Provided records:

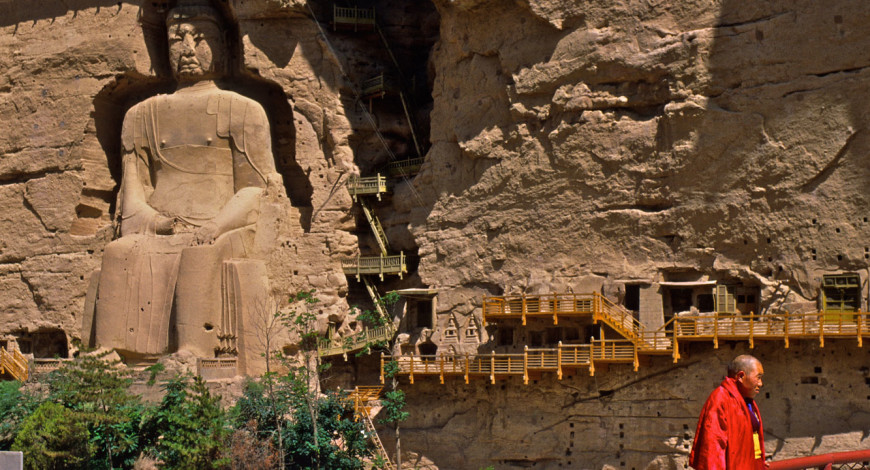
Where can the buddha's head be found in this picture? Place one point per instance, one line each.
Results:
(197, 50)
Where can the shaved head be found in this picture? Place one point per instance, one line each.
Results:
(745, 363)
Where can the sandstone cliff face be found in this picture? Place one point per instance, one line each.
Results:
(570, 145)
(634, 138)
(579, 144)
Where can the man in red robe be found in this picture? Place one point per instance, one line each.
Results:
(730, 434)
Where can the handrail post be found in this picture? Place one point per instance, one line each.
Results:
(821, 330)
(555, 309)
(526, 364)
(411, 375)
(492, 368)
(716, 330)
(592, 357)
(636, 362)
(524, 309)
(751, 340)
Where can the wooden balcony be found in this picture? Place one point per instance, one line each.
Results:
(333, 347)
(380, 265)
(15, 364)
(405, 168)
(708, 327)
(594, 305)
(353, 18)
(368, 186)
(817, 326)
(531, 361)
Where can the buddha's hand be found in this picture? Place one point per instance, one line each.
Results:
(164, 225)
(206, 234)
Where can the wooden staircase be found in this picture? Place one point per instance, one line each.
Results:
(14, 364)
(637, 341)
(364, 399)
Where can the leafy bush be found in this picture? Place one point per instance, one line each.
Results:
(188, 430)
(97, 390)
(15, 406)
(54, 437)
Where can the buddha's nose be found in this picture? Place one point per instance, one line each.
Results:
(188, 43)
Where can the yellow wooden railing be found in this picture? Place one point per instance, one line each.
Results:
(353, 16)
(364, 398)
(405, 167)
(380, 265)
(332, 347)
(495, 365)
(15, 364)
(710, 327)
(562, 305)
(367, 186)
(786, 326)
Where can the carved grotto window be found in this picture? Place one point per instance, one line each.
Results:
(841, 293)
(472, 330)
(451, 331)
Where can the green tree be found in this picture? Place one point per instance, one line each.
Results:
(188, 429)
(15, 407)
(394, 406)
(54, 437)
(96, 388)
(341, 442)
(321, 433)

Instruction: Reproduce the items verbatim, starting at the line that contains "Where can the sandstone" and ending with the last line of the items, both included.

Correct output:
Where can the sandstone cliff face be found in this picture? Place one point per instance, one line each.
Results:
(570, 145)
(634, 138)
(579, 144)
Where can the man in red robe be found in this picture? Place one point per instance, one line each.
Results:
(730, 434)
Where can the handrail post be found in this picture? Place one point per instance, one line each.
Results:
(821, 330)
(555, 309)
(526, 364)
(411, 375)
(492, 368)
(716, 330)
(592, 357)
(636, 362)
(524, 309)
(751, 340)
Where can the wooden balcony be found in this picture? Place one point per instance, one line each.
Results:
(333, 347)
(380, 265)
(15, 364)
(405, 168)
(708, 327)
(594, 305)
(353, 18)
(368, 186)
(817, 326)
(531, 361)
Where can the buddha's hand be found in this picture? Place one point per instance, one line each.
Results:
(164, 225)
(206, 234)
Where can the wooden staircase be found in this picture? Place one point per instance, one line each.
Results:
(14, 364)
(637, 341)
(364, 399)
Where can the leafy bush be found in this picture? Place one point per instance, one line each.
Results:
(188, 430)
(97, 390)
(15, 406)
(54, 437)
Where can the buddha's nose be found in this picture? Place one point per instance, one line each.
Results:
(188, 43)
Where can the yellow wooden railing be found in this picture? Place one point per instance, one line each.
Results:
(353, 16)
(364, 398)
(405, 167)
(380, 265)
(332, 347)
(495, 365)
(15, 364)
(710, 327)
(562, 305)
(367, 186)
(786, 326)
Where can the carved grotto window be found in this picture? Place one point per instance, one line each.
Results:
(841, 293)
(472, 330)
(451, 331)
Where can the green tree be found in this picture? Place one point per instance, one line each.
Results:
(188, 429)
(15, 407)
(394, 406)
(54, 437)
(96, 388)
(341, 442)
(321, 433)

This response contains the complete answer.